Page excerpt »
-- START --
Fear can do a lot of things to you when you’re on the wall. It can get in your head and hold you back from attempting a move. It can mix with pride and prevent you from trying something in order to avoid failure. It might keep you from progression or have you down-climbing to your last clip or to a drop zone. So when fear comes up, climbers have learned to push it down, master it, or ignore it.
Last week I went to a local crag in Birmingham, Moss Rock Preserve. The Access Fund and local climbers have been putting love into this area in the last year (and this past weekend), revitalizing some of the trails and removing some of the less “natural” aspects that can occur at an urban boulder field (graffiti, litter, etc). It’s where I began climbing initially and it will always be a special place for me. MRP is the place I went to climb and hike before I knew there were gyms to train for these sort of things.
Our goal for the day was to make the most of what might be the last decent weather we would have in the southeast. Dave had been working a fun and dynamic roof problem that he wanted to finish, and one of the other folks had only been climbing for one week, and in the gym. Needless to say, we were excited to even be outside in late April with slightly cool temps, and extra pumped to go on someone’s first outdoor bouldering experience
Ray makes his way across the Loop Traverse.
We warmed up on the Ozzy Loop Traverse, a circular problem that you can start whichever way you prefer. Going up the middle of this oval traverse is a proud eighteen-foot line, General Lee, that had eluded me for quite a while. As we warmed up, we decided to goof around on General Lee before moving on.
-- END --
Segmentation labeling rows:
-- START --
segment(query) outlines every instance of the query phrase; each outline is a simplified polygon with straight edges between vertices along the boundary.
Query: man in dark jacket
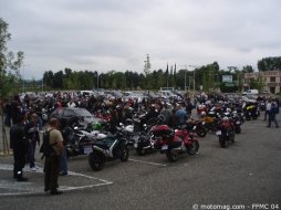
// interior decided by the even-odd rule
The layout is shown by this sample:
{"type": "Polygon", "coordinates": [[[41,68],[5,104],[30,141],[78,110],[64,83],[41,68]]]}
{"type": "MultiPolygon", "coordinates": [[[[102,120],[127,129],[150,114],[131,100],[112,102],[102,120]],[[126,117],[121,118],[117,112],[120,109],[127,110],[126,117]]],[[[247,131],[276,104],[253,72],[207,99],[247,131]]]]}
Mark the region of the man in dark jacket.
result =
{"type": "Polygon", "coordinates": [[[29,161],[30,170],[35,171],[35,148],[40,145],[39,125],[37,123],[38,115],[31,115],[31,122],[25,125],[25,136],[29,143],[29,161]]]}
{"type": "Polygon", "coordinates": [[[27,181],[22,175],[22,169],[25,165],[25,156],[28,153],[28,141],[24,133],[25,114],[19,115],[18,123],[10,129],[10,147],[13,149],[13,178],[17,181],[27,181]]]}

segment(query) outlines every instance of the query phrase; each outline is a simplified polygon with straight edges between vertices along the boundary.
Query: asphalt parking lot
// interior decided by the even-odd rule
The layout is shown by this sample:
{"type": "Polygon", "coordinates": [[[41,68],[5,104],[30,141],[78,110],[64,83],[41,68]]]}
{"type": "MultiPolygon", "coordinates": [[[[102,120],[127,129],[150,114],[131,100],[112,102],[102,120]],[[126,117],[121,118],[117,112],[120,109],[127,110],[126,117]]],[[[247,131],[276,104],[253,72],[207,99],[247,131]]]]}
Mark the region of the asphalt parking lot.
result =
{"type": "Polygon", "coordinates": [[[25,183],[12,179],[12,157],[3,156],[0,209],[280,209],[280,128],[266,128],[260,117],[243,124],[236,139],[222,149],[209,133],[199,138],[196,156],[183,154],[177,162],[131,149],[128,161],[107,162],[101,171],[91,169],[86,156],[74,157],[70,175],[59,178],[64,193],[55,197],[43,193],[39,155],[37,172],[25,167],[25,183]]]}

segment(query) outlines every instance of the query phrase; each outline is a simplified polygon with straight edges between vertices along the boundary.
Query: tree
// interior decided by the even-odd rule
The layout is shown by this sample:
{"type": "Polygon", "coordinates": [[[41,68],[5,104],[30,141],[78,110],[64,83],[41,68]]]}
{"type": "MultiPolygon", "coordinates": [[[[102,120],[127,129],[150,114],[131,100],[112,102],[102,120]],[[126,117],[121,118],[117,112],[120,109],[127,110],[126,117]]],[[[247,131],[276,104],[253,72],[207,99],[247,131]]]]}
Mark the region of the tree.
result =
{"type": "Polygon", "coordinates": [[[9,146],[3,120],[3,101],[8,97],[12,88],[15,86],[14,84],[19,81],[20,69],[24,59],[24,54],[21,51],[18,52],[15,56],[13,52],[8,52],[7,42],[10,40],[11,34],[8,32],[8,23],[0,18],[0,115],[2,120],[4,154],[9,154],[9,146]]]}
{"type": "Polygon", "coordinates": [[[19,51],[17,55],[8,52],[7,42],[11,40],[8,32],[8,23],[0,19],[0,94],[6,98],[14,90],[17,82],[20,80],[20,69],[23,65],[24,54],[19,51]]]}
{"type": "Polygon", "coordinates": [[[150,73],[150,69],[152,69],[150,59],[149,59],[149,54],[147,54],[145,60],[145,66],[144,66],[144,72],[146,76],[150,73]]]}
{"type": "Polygon", "coordinates": [[[243,73],[253,72],[253,67],[252,67],[251,65],[246,65],[246,66],[243,66],[242,72],[243,72],[243,73]]]}
{"type": "Polygon", "coordinates": [[[258,61],[259,72],[281,70],[281,56],[263,57],[258,61]]]}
-- END --
Work to complete »
1: Does each statement agree with the climbing post? Answer yes or no for each, quoting the words from the post that decide it. (a) Moss Rock Preserve is in Birmingham. (b) The newest climber in the group had been climbing outdoors for one week. (c) General Lee is an eighteen-foot line.
2: Could you repeat, word for word, the stretch of the climbing post from "Fear can do" through "or ignore it."?

Task answers »
1:
(a) Yes: "a local crag in Birmingham, Moss Rock Preserve"
(b) No: "had only been climbing for one week, and in the gym"
(c) Yes: "a proud eighteen-foot line, General Lee"

2:
Fear can do a lot of things to you when you’re on the wall. It can get in your head and hold you back from attempting a move. It can mix with pride and prevent you from trying something in order to avoid failure. It might keep you from progression or have you down-climbing to your last clip or to a drop zone. So when fear comes up, climbers have learned to push it down, master it, or ignore it.